伊勢志摩でのかつおのいぶしとご馳走体験

日本にやってくる人の多くは、その神々しい伊勢神宮ゆえに三重県を知っているかと思います。でもせっかくやって来るならば、それだけでは物語の半分しか楽しめません。伊勢志摩国立公園は、国立公園の中でもっとも多く人が住んでおり、地域コミュニティと自然との共生がわかるユニークな場所です。半島の遠く端に位置するこの志摩市では、その伝統が見られるでけでなく、味わうこともできてしまうんです!

海は志摩での生活の中心を成すものです。

志摩の海産物に関しては、少なくとも3つのことがよく知られています。伊勢エビの漁獲量、かつおのいぶし工場、そして海女(あま)さんたち。今日はこの3つをすべてを体験することに…

「いらっしゃいませ!」と気さくな海女さんキャラクターが歓迎してくれるのは、同じくとても感じのいい私の宿泊先・竹正の玄関です。

大変な仕事である伊勢エビ漁船が港に戻ってきます。

かつおぶしは、削りたてが一番美味しいです。

本日は伊勢エビがを水揚げされるのを見るために、和具(わぐ)漁港への訪問から始まりました。朝6時半くらいがその時間なのですが、幸いにも私の滞在先の竹正から2,3分の距離でした。

作業の目的 1 →
伊勢志摩の記事から、「伊勢志摩でのかつおのいぶしとご馳走体験」で始まり「かつおぶしは、削りたてが一番美味しいです。」まで続く部分をそのまま書き写すこと。

提供データ →

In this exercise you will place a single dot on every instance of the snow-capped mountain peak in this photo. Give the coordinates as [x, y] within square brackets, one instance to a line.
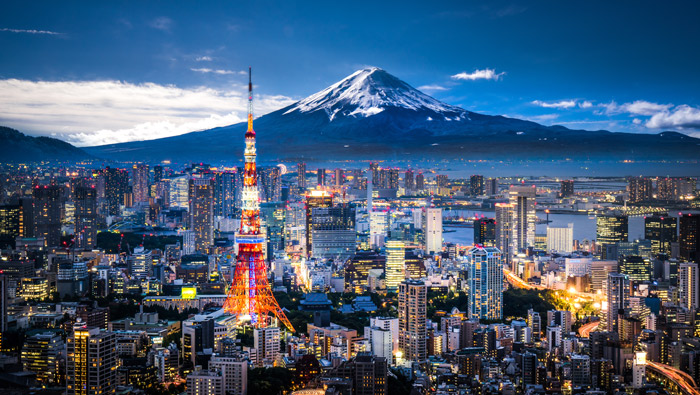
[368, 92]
...
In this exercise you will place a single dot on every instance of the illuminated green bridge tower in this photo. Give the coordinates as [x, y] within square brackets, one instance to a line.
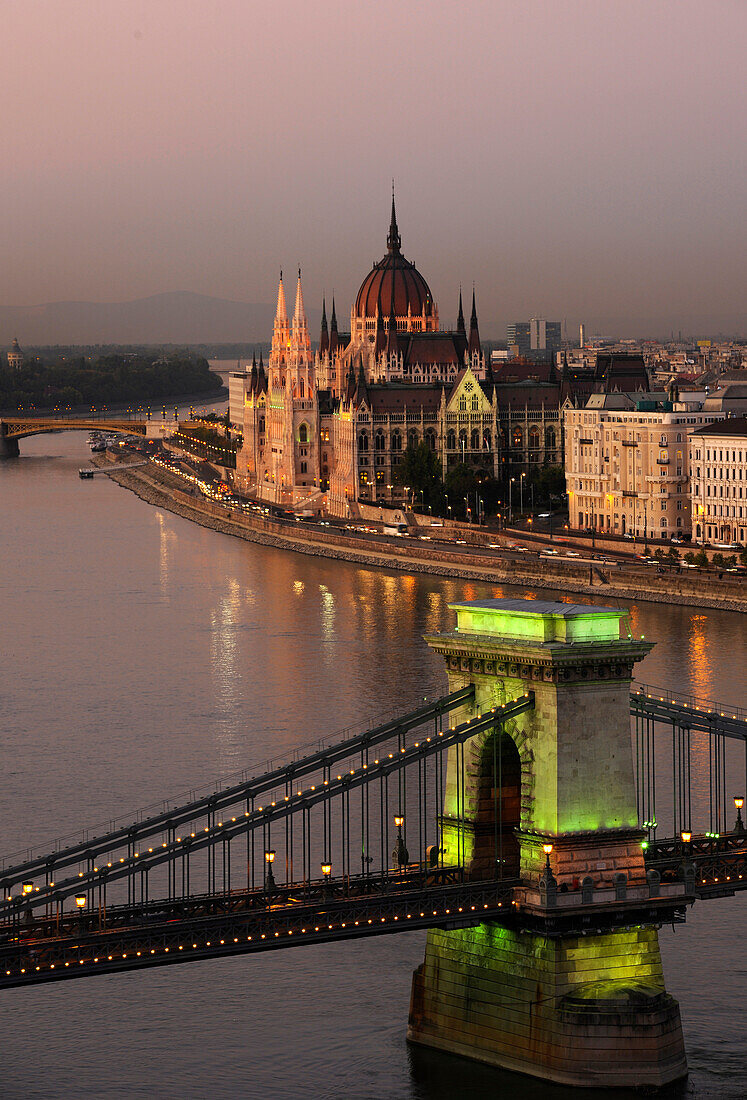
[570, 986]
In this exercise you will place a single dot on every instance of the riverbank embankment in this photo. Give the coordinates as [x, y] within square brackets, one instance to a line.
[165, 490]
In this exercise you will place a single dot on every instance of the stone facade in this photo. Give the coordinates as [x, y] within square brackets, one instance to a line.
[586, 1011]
---
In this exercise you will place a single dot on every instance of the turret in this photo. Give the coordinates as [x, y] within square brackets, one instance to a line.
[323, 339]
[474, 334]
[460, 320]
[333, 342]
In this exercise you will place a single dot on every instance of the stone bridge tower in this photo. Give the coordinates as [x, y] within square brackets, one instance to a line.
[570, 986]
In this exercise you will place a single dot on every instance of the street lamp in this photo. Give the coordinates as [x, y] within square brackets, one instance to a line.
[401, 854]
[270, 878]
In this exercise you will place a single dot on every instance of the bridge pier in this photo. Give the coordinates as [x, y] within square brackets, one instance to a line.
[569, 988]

作業の目的 2 →
データの行のうち、「of the illuminated」を含む行から「[586, 1011]」を含む行までを、「photo」を「image」に置き換え、ほかは変えずに書き直してください。画像は入れないこと。

回答文 1 →
伊勢志摩でのかつおのいぶしとご馳走体験

日本にやってくる人の多くは、その神々しい伊勢神宮ゆえに三重県を知っているかと思います。でもせっかくやって来るならば、それだけでは物語の半分しか楽しめません。伊勢志摩国立公園は、国立公園の中でもっとも多く人が住んでおり、地域コミュニティと自然との共生がわかるユニークな場所です。半島の遠く端に位置するこの志摩市では、その伝統が見られるでけでなく、味わうこともできてしまうんです!

海は志摩での生活の中心を成すものです。

志摩の海産物に関しては、少なくとも3つのことがよく知られています。伊勢エビの漁獲量、かつおのいぶし工場、そして海女(あま)さんたち。今日はこの3つをすべてを体験することに…

「いらっしゃいませ!」と気さくな海女さんキャラクターが歓迎してくれるのは、同じくとても感じのいい私の宿泊先・竹正の玄関です。

大変な仕事である伊勢エビ漁船が港に戻ってきます。

かつおぶしは、削りたてが一番美味しいです。

回答文 2 →
In this exercise you will place a single dot on every instance of the illuminated green bridge tower in this image. Give the coordinates as [x, y] within square brackets, one instance to a line.
[570, 986]
In this exercise you will place a single dot on every instance of the riverbank embankment in this image. Give the coordinates as [x, y] within square brackets, one instance to a line.
[165, 490]
In this exercise you will place a single dot on every instance of the stone facade in this image. Give the coordinates as [x, y] within square brackets, one instance to a line.
[586, 1011]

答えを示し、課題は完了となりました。